Output the lines below, from the one containing "Highlight the red berry" up to and including the one containing "left=485, top=835, right=526, bottom=875", as a Markdown table with the columns Row and Content. Number each line in Row, and leave out blank lines.

========================================================================

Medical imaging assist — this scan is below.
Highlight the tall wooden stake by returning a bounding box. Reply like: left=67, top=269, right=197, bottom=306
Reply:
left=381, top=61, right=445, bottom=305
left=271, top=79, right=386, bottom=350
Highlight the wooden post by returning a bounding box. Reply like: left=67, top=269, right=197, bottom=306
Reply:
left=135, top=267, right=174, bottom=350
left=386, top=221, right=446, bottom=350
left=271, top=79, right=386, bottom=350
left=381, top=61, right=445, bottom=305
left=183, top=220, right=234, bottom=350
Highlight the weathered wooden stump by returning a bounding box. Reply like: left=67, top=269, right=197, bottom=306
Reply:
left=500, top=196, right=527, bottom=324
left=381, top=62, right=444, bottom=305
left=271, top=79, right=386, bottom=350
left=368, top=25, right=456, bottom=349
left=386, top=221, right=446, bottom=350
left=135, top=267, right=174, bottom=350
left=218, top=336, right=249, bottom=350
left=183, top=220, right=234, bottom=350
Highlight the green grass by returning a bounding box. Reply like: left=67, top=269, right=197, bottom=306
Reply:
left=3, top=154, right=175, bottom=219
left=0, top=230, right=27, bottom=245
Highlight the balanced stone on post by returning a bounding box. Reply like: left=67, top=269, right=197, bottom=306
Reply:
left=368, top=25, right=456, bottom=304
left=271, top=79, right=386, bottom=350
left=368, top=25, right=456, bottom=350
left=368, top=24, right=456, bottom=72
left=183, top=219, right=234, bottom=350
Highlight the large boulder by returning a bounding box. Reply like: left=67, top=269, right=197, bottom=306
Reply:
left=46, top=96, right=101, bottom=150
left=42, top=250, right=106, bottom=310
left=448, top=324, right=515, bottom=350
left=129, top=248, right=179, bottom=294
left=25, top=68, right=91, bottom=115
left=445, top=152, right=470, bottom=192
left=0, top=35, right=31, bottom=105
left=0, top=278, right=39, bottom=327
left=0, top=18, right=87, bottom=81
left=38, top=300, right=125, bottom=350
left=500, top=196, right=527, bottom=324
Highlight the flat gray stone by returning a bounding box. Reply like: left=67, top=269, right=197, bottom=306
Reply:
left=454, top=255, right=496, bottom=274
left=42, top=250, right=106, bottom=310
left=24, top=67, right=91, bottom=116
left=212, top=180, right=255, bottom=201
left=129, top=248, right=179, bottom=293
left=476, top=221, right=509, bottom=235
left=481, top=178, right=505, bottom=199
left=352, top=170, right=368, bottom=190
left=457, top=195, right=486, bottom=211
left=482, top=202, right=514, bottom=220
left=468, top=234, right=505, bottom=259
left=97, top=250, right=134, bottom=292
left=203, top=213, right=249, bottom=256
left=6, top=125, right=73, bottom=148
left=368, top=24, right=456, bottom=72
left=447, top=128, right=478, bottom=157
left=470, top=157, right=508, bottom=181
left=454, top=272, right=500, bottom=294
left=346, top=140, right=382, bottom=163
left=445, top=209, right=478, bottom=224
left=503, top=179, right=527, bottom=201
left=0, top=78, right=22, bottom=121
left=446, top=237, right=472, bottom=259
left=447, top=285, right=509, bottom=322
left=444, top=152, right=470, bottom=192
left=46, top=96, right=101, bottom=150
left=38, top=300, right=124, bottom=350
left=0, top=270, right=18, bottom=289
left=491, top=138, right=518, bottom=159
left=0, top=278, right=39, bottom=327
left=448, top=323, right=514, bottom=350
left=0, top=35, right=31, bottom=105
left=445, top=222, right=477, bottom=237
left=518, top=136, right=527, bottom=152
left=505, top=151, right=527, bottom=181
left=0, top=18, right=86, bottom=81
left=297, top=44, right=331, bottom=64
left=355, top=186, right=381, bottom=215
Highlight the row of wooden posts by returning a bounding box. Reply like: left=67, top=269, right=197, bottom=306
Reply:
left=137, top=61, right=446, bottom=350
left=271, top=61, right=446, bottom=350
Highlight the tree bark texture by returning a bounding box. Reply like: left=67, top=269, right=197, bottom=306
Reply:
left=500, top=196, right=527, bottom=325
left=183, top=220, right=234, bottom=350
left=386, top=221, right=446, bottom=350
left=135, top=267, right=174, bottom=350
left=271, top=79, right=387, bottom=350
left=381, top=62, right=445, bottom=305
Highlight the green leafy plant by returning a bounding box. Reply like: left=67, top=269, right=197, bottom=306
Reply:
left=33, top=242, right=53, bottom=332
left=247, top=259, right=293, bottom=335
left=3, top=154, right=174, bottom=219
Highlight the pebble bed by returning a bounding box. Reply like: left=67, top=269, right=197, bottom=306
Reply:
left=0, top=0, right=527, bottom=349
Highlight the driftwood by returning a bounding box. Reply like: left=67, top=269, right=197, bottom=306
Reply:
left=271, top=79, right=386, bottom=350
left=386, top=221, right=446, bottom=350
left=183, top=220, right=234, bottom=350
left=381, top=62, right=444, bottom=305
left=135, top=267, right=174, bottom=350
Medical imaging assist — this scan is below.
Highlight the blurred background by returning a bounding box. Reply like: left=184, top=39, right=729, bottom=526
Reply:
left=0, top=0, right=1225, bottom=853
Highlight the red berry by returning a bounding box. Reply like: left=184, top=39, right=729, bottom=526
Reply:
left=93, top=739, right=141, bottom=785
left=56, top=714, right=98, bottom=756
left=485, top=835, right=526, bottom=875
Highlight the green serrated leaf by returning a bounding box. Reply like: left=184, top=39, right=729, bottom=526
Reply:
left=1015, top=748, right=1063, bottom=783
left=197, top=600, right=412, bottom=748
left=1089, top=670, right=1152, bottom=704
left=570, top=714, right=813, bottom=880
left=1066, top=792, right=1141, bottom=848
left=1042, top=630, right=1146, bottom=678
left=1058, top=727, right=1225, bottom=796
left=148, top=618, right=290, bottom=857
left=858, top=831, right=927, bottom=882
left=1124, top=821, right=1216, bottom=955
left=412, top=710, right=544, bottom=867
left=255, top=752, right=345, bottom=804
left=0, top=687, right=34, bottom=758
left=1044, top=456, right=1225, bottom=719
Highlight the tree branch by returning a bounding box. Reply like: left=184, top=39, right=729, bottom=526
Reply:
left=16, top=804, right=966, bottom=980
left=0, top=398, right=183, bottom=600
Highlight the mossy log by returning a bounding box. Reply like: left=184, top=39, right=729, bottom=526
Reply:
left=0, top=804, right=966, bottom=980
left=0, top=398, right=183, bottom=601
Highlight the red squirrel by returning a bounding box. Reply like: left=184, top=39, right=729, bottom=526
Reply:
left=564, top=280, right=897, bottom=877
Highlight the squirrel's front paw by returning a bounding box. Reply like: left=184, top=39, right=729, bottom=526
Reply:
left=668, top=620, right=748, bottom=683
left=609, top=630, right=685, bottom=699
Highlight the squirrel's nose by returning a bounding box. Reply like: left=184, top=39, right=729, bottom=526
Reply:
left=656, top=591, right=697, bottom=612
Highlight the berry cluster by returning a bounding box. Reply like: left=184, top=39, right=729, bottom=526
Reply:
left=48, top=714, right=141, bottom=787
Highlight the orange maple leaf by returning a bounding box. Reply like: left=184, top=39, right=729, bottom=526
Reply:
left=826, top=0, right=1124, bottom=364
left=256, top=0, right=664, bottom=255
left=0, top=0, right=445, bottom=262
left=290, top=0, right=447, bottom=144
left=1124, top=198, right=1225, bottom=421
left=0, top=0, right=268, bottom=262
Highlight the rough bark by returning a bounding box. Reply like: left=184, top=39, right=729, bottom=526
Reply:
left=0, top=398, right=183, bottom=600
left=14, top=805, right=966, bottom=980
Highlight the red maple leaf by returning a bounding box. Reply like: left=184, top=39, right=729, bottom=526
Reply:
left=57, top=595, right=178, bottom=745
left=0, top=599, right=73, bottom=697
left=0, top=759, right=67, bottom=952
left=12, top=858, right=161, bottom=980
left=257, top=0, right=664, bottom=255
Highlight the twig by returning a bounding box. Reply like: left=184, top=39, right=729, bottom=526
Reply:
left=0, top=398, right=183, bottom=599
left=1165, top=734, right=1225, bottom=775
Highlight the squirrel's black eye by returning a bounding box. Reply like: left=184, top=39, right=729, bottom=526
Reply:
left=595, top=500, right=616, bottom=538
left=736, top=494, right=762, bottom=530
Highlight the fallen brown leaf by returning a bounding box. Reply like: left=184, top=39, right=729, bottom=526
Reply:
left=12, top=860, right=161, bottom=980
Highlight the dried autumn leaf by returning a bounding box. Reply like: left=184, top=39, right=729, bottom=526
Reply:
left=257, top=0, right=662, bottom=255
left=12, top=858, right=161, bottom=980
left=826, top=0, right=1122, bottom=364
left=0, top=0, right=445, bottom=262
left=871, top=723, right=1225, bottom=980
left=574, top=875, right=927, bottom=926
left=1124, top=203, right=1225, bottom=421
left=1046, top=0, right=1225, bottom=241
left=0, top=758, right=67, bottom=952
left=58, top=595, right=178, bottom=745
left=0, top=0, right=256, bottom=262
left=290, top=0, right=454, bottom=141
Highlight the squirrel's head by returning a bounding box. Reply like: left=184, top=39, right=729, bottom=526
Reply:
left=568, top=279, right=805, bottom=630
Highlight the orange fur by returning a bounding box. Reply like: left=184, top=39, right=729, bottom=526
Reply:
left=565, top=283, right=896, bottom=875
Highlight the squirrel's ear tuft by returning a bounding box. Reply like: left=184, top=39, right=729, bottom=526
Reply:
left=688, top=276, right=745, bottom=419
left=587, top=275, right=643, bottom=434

========================================================================

RESPONSE TO THE EXERCISE ->
| Row | Content |
|---|---|
| 1 | Highlight the red berry by returning a bounding box. Reply like: left=184, top=39, right=729, bottom=526 |
| 2 | Reply: |
| 3 | left=93, top=739, right=141, bottom=785 |
| 4 | left=56, top=714, right=98, bottom=756 |
| 5 | left=485, top=835, right=526, bottom=875 |